→ **Listing**:
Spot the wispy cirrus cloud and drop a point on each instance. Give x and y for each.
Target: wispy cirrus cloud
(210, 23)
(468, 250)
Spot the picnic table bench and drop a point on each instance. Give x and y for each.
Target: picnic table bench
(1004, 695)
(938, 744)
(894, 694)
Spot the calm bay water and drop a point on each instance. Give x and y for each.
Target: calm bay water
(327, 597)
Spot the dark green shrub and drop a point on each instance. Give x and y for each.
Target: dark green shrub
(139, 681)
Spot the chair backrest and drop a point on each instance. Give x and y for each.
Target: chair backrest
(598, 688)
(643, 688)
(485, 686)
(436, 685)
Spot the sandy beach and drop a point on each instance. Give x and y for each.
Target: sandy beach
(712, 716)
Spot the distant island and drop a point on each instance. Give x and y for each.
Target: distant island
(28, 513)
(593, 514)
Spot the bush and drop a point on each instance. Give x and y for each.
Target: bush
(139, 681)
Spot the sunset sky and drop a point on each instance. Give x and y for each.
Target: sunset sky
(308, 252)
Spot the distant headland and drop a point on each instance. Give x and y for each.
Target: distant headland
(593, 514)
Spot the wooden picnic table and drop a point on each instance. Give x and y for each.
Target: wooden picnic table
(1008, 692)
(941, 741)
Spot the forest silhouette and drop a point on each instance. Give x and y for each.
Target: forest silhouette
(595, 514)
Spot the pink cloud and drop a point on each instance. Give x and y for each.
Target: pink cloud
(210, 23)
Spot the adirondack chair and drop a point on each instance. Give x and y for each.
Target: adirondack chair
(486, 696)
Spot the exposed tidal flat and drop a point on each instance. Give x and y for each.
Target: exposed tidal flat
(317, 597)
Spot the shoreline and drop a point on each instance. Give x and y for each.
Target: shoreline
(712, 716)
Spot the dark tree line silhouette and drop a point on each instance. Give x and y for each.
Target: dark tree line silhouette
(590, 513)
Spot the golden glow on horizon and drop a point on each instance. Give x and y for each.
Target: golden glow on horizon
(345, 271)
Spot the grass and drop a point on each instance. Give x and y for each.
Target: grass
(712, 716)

→ **Short problem**: Reproduce the entire listing above, substituting "place a marker" for each occurrence of "drop a point" and changing nothing else.

→ **Correct output**:
Spot the wispy cirrus cloud and place a marker on each instance. Give x and y for each.
Target: wispy cirrus cloud
(210, 23)
(468, 250)
Spot the picnic table bench and place a marker on each instance. Give x and y for each.
Target: picnic table bench
(1004, 695)
(938, 744)
(894, 694)
Spot the calm bay water and place a marker on each instance. Give x and y for each.
Target: calm bay water
(327, 597)
Spot the dark green shrub and place a marker on each instance. Give x and y for each.
Target: dark green shrub
(139, 681)
Spot the chair backrest and place a marker on each instance. Give x and y for each.
Target: chair backrest
(598, 688)
(643, 688)
(485, 686)
(436, 685)
Spot the sandy beach and place a marker on each instance. Give x and y for each.
Target: sandy beach
(712, 716)
Spot the distant island and place a marker on each instance. Give x and y for each.
Target: distant island
(28, 513)
(593, 514)
Spot the bush and place a marker on each instance. Give x and y for each.
Target: bush
(139, 681)
Spot the sunset sky and place a marker on each instance. Give x and y for each.
Target: sunset sky
(308, 252)
Spot the distant headland and place a marker on each instance. Give x and y for each.
Target: distant headland
(593, 514)
Spot the wooden picnic table and place a marker on each instance. Give x and y for each.
Target: wooden picnic table
(1008, 692)
(941, 741)
Spot the forest silhouette and place a marker on each instance. Give x and y for each.
Target: forest silhouette
(595, 514)
Spot the pink cloud and place a marker on each instance. Give x and y for each.
Target: pink cloud
(210, 23)
Spot the adirondack chair and place a marker on each instance. Give x and y for each.
Target: adirondack chair
(486, 696)
Spot the exposed tidal flat and place a marker on each instance. Give x and y for each.
Target: exposed tidal flat
(317, 597)
Spot the shoreline and place a marker on each instance. Give x and y for each.
Target: shoreline
(712, 716)
Spot the dark tree line silhouette and place a marker on each instance. Give x and y for each.
Target: dark tree line silhouette
(590, 513)
Spot the golden glow on horizon and place a marker on each instance. Give x and y for each.
Target: golden glow on horizon
(345, 271)
Spot the grass and place a marker on each instance. Give x and y for each.
Target: grass
(712, 716)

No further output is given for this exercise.